Exercise description: Work out how many lines of the listing hold the string "screen", then answer with that number and nothing else.

Available data:
□ □ □

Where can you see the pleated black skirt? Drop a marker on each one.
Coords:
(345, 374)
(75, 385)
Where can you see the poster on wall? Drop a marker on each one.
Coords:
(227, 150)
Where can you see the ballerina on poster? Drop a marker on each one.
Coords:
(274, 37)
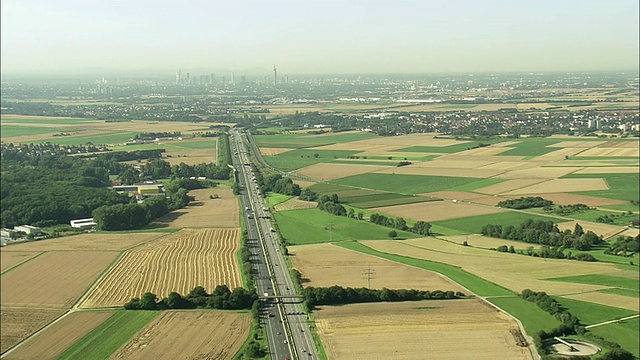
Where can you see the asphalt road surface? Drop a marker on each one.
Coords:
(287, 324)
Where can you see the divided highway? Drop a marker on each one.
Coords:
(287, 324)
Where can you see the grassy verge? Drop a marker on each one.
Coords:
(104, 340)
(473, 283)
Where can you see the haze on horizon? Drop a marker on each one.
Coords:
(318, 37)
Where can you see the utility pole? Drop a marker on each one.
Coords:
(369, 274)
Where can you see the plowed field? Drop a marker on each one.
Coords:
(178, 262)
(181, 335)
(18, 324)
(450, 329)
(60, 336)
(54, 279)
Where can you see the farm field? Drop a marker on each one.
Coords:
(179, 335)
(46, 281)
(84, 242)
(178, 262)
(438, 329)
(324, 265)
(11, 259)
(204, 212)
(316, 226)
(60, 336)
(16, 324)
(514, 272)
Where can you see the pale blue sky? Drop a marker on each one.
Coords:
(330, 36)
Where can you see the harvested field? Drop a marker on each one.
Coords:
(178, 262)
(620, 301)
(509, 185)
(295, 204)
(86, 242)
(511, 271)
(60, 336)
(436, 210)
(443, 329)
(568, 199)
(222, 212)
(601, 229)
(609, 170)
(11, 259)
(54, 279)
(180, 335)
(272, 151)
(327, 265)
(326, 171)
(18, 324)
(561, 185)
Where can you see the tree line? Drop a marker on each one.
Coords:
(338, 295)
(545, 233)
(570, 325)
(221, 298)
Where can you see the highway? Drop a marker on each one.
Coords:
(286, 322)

□ □ □

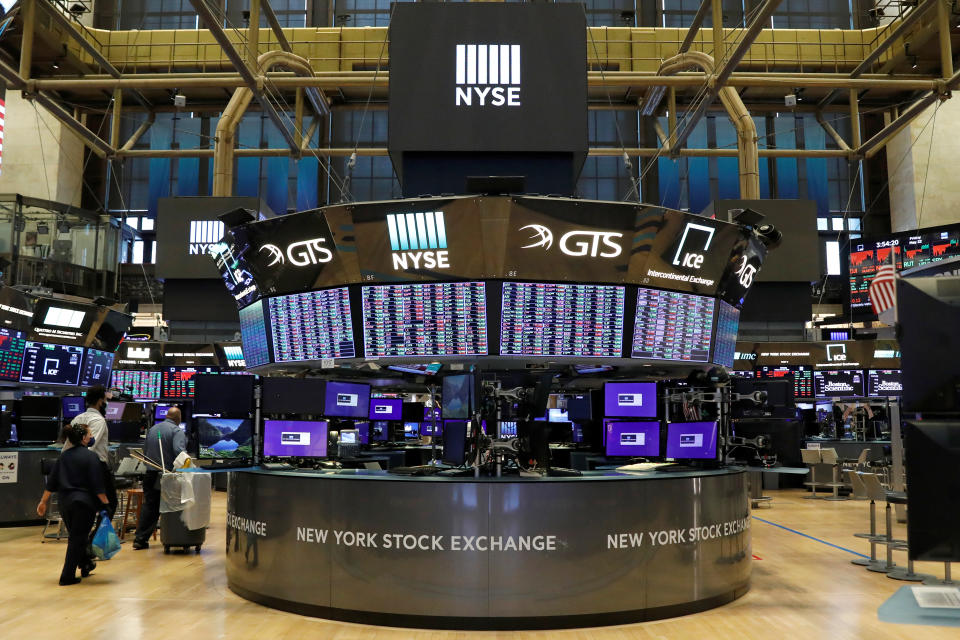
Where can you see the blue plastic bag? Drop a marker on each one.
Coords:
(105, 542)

□ □ □

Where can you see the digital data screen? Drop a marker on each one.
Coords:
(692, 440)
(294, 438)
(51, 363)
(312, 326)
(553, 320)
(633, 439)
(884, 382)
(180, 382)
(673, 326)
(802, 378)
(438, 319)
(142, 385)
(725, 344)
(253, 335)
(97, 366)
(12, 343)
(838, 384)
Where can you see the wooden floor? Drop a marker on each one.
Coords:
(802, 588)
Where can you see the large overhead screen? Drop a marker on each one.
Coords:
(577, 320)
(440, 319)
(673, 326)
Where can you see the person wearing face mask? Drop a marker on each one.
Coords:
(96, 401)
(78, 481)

□ □ □

Reply to the task: 2